# [Goal 1]
Echo the Project Uplift passage word for word, in full.

# [Supplied text]
Project Uplift enables high-achieving rising high school seniors to experience college life on the Carolina campus during the summer. The students spend two days visiting classes, meeting with faculty and staff, interacting with Carolina students and participating in cultural and social activities. UNC Diversity and Multicultural Affairs runs the program. It is designed for students from underrepresented populations, such as American Indians, African Americans, Hispanic/Latinos and Asian Americans, as well as prospective first-generation college students and individuals from rural areas.

“Thirteen years ago I attended a program that changed my life,” says Ada Wilson Suitt, director of Inclusive Student Excellence at UNC Diversity and Multicultural Affairs. “Project Uplift has played an incredible role in my educational, professional, personal and social development, and my story is not unique.”

The 45th anniversary celebration begins Friday (May 2) with a cultural show at the Sonja Haynes Stone Center Theatre that will feature performances by many Carolina student groups and organizations.

# [Records provided]
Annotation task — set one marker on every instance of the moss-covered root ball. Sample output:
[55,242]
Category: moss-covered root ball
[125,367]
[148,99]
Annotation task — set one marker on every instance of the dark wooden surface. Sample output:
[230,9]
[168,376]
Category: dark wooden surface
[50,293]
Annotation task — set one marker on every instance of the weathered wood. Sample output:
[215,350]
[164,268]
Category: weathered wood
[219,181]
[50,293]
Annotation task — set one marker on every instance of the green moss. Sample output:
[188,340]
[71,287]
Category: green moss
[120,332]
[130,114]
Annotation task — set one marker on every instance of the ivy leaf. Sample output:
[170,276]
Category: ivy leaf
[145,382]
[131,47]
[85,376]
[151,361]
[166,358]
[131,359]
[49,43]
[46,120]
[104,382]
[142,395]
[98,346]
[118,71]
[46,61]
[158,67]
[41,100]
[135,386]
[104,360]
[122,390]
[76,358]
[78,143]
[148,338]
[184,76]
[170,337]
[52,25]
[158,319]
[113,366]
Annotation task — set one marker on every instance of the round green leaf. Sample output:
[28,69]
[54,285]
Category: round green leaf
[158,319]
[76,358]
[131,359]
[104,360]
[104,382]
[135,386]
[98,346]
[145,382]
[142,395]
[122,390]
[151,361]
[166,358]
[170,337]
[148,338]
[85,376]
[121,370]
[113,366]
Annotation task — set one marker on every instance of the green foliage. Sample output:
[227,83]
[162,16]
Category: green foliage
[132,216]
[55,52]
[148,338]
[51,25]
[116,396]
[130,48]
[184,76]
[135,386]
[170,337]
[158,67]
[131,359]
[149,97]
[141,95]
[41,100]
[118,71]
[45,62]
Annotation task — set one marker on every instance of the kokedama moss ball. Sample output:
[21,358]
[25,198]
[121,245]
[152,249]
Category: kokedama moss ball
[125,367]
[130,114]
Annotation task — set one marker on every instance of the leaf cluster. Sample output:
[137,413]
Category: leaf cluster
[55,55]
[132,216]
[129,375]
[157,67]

# [Goal 2]
Duplicate the records exactly, starting with the line that contains "of the kokedama" and going on through the final line of the records.

# [Reply 1]
Project Uplift enables high-achieving rising high school seniors to experience college life on the Carolina campus during the summer. The students spend two days visiting classes, meeting with faculty and staff, interacting with Carolina students and participating in cultural and social activities. UNC Diversity and Multicultural Affairs runs the program. It is designed for students from underrepresented populations, such as American Indians, African Americans, Hispanic/Latinos and Asian Americans, as well as prospective first-generation college students and individuals from rural areas.

“Thirteen years ago I attended a program that changed my life,” says Ada Wilson Suitt, director of Inclusive Student Excellence at UNC Diversity and Multicultural Affairs. “Project Uplift has played an incredible role in my educational, professional, personal and social development, and my story is not unique.”

The 45th anniversary celebration begins Friday (May 2) with a cultural show at the Sonja Haynes Stone Center Theatre that will feature performances by many Carolina student groups and organizations.

# [Reply 2]
Annotation task — set one marker on every instance of the kokedama moss ball. Sample output:
[21,358]
[25,198]
[121,245]
[152,249]
Category: kokedama moss ball
[125,367]
[130,114]
Annotation task — set one marker on every instance of the leaf cluster. Sample output:
[137,413]
Category: leaf cluster
[55,55]
[132,216]
[129,375]
[157,67]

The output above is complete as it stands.